- _TASK DIRECTIONS_:
Transcribe all of the records exactly, leaving every line as it is.

- _Region pointing data_:
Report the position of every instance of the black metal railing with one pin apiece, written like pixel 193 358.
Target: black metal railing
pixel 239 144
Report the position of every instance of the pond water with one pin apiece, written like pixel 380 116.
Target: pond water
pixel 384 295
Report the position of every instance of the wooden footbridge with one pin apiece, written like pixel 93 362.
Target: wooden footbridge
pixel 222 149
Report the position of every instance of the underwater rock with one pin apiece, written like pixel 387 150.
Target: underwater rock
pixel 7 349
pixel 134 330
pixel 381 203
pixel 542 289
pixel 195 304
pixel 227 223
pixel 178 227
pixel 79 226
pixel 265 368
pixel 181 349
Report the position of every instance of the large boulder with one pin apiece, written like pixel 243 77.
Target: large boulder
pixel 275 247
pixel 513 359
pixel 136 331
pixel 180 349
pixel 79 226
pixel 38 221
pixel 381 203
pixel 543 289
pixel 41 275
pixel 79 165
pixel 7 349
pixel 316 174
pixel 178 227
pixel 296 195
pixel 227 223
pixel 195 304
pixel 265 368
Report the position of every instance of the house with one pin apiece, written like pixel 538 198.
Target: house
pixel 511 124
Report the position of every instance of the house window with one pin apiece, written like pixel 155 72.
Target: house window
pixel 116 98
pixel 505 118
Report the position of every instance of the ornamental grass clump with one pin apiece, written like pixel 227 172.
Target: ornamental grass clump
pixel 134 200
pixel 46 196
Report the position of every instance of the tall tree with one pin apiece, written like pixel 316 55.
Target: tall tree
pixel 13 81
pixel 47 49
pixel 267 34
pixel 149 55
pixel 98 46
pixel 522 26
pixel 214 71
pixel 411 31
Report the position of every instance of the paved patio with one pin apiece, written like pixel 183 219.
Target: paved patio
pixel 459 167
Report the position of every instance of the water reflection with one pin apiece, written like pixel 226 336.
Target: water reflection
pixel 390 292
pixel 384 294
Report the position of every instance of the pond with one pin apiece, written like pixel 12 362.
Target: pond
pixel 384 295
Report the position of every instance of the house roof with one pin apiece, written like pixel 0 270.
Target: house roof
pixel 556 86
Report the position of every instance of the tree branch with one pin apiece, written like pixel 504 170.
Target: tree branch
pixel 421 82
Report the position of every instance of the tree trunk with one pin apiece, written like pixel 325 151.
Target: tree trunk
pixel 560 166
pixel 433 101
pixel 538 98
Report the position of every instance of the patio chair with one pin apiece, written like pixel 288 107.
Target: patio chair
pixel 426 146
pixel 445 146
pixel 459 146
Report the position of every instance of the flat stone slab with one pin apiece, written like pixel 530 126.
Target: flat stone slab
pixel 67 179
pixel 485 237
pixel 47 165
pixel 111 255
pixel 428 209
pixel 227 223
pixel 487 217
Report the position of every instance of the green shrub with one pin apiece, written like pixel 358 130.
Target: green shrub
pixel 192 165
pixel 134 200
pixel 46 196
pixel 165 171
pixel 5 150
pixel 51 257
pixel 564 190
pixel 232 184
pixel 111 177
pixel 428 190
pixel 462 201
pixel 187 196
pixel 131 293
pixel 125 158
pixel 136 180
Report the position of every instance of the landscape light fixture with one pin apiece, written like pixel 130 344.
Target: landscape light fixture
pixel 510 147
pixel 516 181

- _YOUR RESPONSE_:
Report the position of every instance of the black metal railing with one pin apiece, written like pixel 193 358.
Target: black metal railing
pixel 239 144
Report the position of every instance of the pond water with one pin apiece, written like pixel 380 116.
Target: pond water
pixel 384 295
Report the position of every instance of the wooden footbridge with one pin apiece, written like pixel 93 362.
Target: wooden footbridge
pixel 222 149
Report the position of every instance of the underwater rock with one pin apiece, written like pixel 387 150.
Target: underwater rock
pixel 7 349
pixel 134 330
pixel 381 203
pixel 542 289
pixel 195 304
pixel 227 223
pixel 178 227
pixel 79 226
pixel 265 368
pixel 181 349
Report the position of every instance of the large boulder with one pin apiece, written like pixel 243 77.
Target: large boulder
pixel 275 247
pixel 513 359
pixel 136 331
pixel 180 349
pixel 79 226
pixel 38 221
pixel 381 203
pixel 543 289
pixel 41 275
pixel 79 165
pixel 7 349
pixel 316 174
pixel 178 227
pixel 296 195
pixel 227 223
pixel 195 304
pixel 265 368
Report the position of every instance of the house with one pin apiece, written like pixel 538 198.
Target: house
pixel 511 124
Report the position of every instance of the house window with one pin apiece, written like pixel 155 72.
Target: house window
pixel 116 98
pixel 505 118
Report the position of every instance of the ornamental grass clump with one pin apiece, written like pixel 227 172.
Target: ornamental grass clump
pixel 134 200
pixel 46 196
Report the position of every instance of the tall tree with one pin apiece, written like pixel 316 55.
Target: tall tree
pixel 13 81
pixel 47 49
pixel 267 34
pixel 149 55
pixel 98 46
pixel 522 26
pixel 214 71
pixel 411 31
Report the position of every instance of the paved patio with one pin apiece, written like pixel 183 219.
Target: paved patio
pixel 459 167
Report the position of every instance of the water reflection with one pin apiece, written like pixel 226 336.
Target: water reflection
pixel 390 292
pixel 384 294
Report the position of every instance of the pond with one pin apiece, written like pixel 12 362.
Target: pond
pixel 384 295
Report the position of every instance of the house roof with one pin apiece, written like pixel 0 270.
Target: house roof
pixel 556 86
Report the position of every instance of the tree branch with one pin apiece, written like pixel 504 170.
Target: tree branch
pixel 421 82
Report the position of every instance of the tree trunk with one pin apiece, written like pixel 325 151.
Target: tree trunk
pixel 560 166
pixel 433 101
pixel 538 98
Report the position of every instance of the patio chair with one pin apiece, written like pixel 288 107.
Target: patio chair
pixel 426 146
pixel 445 146
pixel 459 146
Report the position of every instance of the flat stone slab with one pin apiece, written like pixel 530 126.
Target: flat stone slab
pixel 67 179
pixel 485 237
pixel 47 165
pixel 111 255
pixel 428 209
pixel 227 223
pixel 487 217
Report the position of every instance of the green shrub with one pin apiece, written like pixel 358 130.
Target: green shrub
pixel 192 165
pixel 134 200
pixel 46 196
pixel 165 171
pixel 5 150
pixel 51 257
pixel 564 190
pixel 232 184
pixel 111 177
pixel 428 190
pixel 462 201
pixel 187 196
pixel 131 293
pixel 125 158
pixel 136 180
Report the position of every instance of the landscape light fixture with one pin apiece, written like pixel 130 344.
Target: landscape light fixture
pixel 510 147
pixel 516 181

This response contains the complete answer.